:: 本文セクション ::
———
本記事は、2015年1月23日刊行の書籍『大増税時代に資産を守る富裕層の不動産活用術』から抜粋したものです。その後の税制改正等、最新の内容には対応していない可能性もございますので、あらかじめご了承ください。

準備した現金は5000万円。ところが…

ところが、ここで問題が出てきました。父Iさん所有の土地に、Fさんが建物を建て、第三者に賃貸していたのですが、FさんはIさんに地代を支払っていなかったのです。

 

建物は第三者へ賃貸し、第三者から長男Fへ家賃支払いあり。長男Fから父Iへの地代支払いはなかった。
建物は第三者へ賃貸し、第三者から長男Fへ家賃支払いあり。長男Fから父Iへの地代支払いはなかった。

 

親族間での土地の貸し借りでは、無償で利用しているという例も少なくないようですが、地代を払っていない利用は、使用貸借とされてしまいます。そのため評価減が受けられませんでした。
———
:: 記録一覧 ::
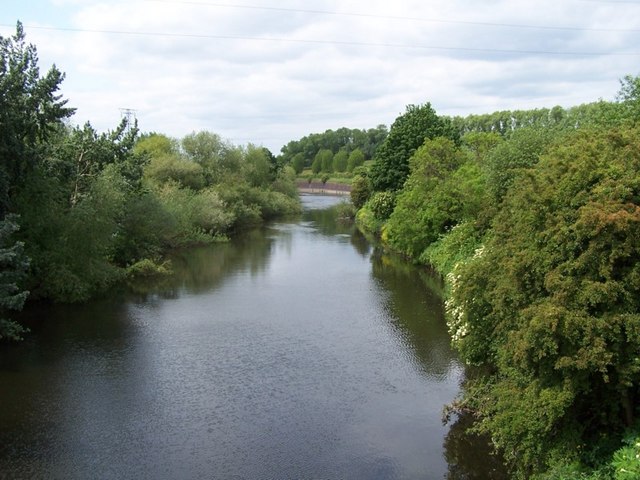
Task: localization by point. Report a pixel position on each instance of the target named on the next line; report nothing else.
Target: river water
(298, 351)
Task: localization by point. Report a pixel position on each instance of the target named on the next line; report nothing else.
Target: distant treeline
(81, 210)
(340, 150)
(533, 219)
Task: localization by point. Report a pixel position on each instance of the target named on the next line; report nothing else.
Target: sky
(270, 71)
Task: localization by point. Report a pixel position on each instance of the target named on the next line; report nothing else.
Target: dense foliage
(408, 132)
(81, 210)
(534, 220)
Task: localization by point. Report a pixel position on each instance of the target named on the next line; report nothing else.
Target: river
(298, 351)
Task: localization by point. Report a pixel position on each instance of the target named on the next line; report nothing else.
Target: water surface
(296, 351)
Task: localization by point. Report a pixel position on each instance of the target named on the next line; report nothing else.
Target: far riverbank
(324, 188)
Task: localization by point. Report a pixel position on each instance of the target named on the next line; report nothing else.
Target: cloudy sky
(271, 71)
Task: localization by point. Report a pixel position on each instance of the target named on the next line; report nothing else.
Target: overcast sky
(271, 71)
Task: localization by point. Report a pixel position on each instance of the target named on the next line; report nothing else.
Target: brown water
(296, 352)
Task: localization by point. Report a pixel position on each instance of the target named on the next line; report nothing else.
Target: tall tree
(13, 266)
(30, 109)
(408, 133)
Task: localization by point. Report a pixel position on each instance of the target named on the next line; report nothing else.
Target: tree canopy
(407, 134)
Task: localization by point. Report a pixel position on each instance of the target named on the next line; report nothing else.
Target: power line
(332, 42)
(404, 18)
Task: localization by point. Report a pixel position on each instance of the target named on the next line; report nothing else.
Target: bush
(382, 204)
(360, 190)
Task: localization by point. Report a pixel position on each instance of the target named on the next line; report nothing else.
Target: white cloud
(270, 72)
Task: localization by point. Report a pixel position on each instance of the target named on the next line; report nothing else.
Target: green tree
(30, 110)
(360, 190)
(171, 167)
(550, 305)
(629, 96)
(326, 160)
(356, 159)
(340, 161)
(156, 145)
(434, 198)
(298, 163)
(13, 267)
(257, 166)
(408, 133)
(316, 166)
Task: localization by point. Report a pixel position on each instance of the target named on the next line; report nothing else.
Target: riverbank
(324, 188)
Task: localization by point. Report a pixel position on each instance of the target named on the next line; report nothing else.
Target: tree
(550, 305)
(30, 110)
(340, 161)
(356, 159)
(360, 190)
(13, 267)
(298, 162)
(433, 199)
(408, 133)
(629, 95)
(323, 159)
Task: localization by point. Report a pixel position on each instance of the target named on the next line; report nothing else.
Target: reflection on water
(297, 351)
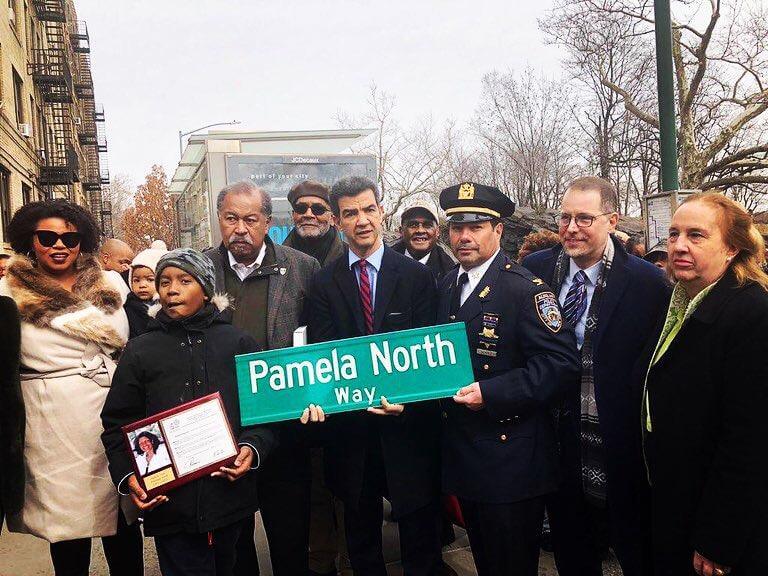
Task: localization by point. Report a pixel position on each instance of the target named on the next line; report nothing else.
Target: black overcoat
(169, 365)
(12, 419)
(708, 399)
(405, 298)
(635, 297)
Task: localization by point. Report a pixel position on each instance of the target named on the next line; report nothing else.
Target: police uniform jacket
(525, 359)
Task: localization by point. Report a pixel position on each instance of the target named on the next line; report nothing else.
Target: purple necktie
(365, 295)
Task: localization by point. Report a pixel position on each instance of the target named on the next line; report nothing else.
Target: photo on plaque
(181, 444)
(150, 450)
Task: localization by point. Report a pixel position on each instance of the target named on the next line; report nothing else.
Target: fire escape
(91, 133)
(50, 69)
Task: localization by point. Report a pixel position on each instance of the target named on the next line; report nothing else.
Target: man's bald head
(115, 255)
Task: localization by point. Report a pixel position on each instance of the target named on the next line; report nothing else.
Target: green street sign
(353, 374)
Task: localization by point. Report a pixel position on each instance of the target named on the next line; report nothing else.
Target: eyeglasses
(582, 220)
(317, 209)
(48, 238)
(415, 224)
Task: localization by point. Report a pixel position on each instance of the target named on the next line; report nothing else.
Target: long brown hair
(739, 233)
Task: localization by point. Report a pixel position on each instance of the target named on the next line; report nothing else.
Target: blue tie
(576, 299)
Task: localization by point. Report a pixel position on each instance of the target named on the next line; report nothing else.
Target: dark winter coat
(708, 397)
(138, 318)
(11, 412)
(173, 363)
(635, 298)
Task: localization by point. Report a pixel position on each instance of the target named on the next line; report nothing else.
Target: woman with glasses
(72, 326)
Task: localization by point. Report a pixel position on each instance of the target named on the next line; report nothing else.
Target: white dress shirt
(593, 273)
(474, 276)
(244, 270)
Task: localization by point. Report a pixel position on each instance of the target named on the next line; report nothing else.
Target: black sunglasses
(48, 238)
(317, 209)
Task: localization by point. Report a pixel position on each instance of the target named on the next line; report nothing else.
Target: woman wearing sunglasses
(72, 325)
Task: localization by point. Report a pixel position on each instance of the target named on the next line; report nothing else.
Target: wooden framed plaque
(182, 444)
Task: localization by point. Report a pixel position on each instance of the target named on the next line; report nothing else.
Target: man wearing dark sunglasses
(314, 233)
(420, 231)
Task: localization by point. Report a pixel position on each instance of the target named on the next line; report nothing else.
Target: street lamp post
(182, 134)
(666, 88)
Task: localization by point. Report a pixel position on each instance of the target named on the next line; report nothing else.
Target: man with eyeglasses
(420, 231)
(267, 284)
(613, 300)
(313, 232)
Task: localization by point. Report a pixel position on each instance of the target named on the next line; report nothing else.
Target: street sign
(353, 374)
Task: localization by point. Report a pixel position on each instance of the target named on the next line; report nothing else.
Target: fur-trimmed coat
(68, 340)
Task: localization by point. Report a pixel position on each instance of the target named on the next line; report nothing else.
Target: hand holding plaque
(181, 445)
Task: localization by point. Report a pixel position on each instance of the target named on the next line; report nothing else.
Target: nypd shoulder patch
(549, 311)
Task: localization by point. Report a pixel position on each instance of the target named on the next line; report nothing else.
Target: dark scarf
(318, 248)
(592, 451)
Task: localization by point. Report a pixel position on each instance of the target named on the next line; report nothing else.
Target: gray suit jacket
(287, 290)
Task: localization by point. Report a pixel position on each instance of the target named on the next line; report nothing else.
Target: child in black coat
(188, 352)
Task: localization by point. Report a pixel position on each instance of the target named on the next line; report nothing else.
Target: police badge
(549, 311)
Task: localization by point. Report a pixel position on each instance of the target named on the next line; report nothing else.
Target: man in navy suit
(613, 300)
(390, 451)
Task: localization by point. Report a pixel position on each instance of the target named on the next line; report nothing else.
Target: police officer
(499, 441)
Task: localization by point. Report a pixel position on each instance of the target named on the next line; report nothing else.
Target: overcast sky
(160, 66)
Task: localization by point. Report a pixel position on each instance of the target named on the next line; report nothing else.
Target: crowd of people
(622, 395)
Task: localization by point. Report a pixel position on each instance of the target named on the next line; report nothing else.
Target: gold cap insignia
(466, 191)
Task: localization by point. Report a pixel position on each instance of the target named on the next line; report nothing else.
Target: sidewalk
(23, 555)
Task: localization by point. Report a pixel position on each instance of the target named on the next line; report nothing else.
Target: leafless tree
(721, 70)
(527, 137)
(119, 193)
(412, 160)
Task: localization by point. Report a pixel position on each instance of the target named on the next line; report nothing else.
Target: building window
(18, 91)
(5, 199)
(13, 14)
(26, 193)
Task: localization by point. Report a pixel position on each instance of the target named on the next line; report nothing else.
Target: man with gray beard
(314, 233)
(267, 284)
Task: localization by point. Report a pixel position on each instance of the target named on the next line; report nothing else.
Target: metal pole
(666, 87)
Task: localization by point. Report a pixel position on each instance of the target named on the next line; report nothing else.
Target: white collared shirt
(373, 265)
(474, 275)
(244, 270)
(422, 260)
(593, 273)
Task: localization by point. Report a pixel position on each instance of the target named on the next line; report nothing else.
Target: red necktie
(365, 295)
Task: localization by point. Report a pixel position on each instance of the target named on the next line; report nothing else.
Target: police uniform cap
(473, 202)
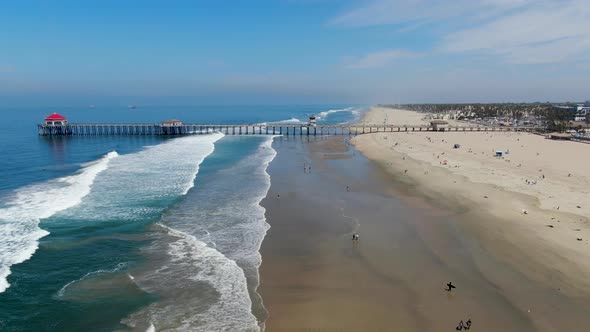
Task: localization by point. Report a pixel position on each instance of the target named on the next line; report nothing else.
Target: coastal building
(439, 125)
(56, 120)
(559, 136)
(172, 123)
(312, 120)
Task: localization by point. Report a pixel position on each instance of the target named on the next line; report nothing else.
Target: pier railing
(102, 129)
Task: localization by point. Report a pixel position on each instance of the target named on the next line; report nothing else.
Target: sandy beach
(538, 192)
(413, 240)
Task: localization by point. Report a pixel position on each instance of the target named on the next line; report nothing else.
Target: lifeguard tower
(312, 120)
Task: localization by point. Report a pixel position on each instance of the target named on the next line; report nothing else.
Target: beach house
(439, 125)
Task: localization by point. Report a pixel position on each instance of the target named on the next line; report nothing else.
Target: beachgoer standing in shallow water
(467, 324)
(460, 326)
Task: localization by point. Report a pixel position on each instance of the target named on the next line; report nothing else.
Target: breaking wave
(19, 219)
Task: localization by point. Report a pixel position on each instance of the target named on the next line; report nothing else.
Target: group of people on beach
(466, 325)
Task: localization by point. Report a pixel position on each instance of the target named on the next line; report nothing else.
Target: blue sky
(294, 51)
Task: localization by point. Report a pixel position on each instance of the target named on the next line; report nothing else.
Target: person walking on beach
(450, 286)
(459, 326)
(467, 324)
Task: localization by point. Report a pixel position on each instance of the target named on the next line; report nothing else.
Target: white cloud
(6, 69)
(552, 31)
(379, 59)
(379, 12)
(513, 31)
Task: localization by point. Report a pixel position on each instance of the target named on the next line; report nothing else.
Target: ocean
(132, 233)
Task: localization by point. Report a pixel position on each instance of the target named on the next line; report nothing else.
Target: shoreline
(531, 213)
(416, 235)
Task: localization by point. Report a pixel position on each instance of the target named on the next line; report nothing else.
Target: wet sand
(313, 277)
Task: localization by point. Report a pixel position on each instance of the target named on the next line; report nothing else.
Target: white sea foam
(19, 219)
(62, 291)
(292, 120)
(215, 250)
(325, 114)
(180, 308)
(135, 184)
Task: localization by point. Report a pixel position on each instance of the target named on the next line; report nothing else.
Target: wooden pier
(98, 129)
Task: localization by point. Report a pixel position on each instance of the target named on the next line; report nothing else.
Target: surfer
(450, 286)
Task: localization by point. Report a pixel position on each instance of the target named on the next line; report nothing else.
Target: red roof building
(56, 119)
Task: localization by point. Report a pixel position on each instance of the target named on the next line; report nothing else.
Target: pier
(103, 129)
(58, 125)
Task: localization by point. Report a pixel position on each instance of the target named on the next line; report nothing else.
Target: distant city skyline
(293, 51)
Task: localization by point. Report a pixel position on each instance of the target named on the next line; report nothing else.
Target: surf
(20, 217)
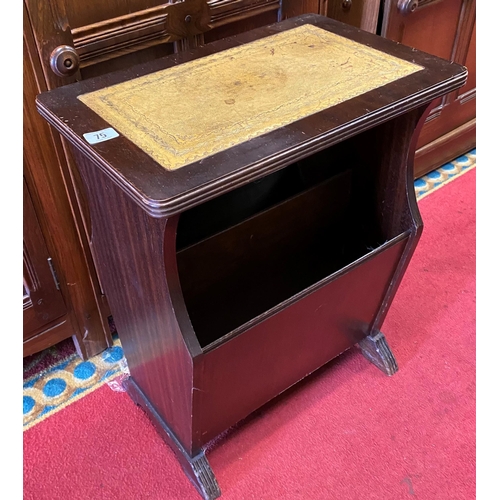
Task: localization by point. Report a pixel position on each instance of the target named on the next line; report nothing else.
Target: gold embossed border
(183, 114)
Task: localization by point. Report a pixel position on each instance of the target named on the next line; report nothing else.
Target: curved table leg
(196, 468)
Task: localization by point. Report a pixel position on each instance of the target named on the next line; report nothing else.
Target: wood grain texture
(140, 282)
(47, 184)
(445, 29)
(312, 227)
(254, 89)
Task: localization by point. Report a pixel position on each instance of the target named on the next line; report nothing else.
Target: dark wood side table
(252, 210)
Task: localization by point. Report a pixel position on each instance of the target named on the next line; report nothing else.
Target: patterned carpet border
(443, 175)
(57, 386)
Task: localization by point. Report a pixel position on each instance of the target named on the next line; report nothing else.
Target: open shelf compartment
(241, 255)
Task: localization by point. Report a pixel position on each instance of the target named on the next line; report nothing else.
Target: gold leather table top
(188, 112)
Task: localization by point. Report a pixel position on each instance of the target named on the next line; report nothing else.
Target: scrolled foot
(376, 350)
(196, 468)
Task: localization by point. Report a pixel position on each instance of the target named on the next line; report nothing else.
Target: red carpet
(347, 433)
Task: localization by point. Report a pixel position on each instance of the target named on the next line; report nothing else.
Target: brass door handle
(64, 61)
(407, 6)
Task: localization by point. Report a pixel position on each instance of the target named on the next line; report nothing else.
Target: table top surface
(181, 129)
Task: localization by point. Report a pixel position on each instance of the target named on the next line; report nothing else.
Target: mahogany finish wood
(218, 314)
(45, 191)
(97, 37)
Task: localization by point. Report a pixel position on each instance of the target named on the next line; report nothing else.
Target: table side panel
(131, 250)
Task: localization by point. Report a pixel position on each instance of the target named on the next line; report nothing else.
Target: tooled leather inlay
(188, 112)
———
:: 必須タスク 1 ::
本文によると、準備した現金はいくらでしたか。
:: 必須タスク 2 ::
本文のうち、「本記事は、2015年1月23」を含む箇所から始めて「を支払っていなかったのです。」の後で止め、「地代」を「賃料」に置き換えて示してください。

:: タスク結果 1 ::
5000万円です。

:: タスク結果 2 ::
本記事は、2015年1月23日刊行の書籍『大増税時代に資産を守る富裕層の不動産活用術』から抜粋したものです。その後の税制改正等、最新の内容には対応していない可能性もございますので、あらかじめご了承ください。

準備した現金は5000万円。ところが…

ところが、ここで問題が出てきました。父Iさん所有の土地に、Fさんが建物を建て、第三者に賃貸していたのですが、FさんはIさんに賃料を支払っていなかったのです。